■ **What you have to do**: Recast the records, from their first line through the line containing "M 65 141 L 94 132 L 78 93 L 56 94 L 41 134 Z", as a Markdown table with the columns "Number" and "Entry", omitting any blank lines.

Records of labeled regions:
+ + + + +

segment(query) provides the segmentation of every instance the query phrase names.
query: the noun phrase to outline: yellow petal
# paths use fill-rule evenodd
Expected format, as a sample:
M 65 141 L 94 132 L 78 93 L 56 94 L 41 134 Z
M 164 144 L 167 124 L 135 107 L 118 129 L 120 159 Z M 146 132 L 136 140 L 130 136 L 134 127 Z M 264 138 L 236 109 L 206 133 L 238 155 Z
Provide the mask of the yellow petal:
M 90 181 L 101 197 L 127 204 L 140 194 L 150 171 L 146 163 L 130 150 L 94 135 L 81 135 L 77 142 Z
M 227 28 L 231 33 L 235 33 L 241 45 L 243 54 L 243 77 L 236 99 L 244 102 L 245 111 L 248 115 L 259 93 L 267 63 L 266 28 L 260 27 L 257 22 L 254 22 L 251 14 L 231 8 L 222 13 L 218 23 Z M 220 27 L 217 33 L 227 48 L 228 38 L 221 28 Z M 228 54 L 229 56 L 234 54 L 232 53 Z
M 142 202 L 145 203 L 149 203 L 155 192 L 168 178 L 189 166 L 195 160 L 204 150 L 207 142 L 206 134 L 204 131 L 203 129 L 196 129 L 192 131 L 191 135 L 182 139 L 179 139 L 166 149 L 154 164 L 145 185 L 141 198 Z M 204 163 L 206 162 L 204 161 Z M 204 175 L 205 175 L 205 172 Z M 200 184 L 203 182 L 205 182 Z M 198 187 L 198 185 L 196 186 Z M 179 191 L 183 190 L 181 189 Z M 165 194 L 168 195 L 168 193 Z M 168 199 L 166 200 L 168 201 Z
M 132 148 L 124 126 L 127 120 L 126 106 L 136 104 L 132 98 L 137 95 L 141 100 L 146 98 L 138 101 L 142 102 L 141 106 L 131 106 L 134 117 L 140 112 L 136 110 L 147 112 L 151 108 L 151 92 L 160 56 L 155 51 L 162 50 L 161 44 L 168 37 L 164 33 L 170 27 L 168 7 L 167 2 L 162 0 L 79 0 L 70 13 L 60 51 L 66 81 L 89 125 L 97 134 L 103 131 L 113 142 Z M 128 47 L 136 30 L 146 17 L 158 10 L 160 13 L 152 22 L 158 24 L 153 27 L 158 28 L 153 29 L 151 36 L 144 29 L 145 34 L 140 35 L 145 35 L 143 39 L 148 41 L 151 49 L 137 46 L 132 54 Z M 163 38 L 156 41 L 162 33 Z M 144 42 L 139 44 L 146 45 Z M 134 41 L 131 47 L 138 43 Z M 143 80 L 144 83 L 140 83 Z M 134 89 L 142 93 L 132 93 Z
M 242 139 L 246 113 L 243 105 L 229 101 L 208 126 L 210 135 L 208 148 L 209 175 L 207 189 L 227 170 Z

+ + + + +

■ **Task solution**:
| Number | Entry |
|---|---|
| 1 | segment(query) provides the segmentation of every instance the query phrase names. |
| 2 | query: the noun phrase to outline: yellow petal |
| 3 | # paths use fill-rule evenodd |
| 4 | Expected format, as a sample: |
| 5 | M 65 141 L 94 132 L 78 93 L 56 94 L 41 134 Z |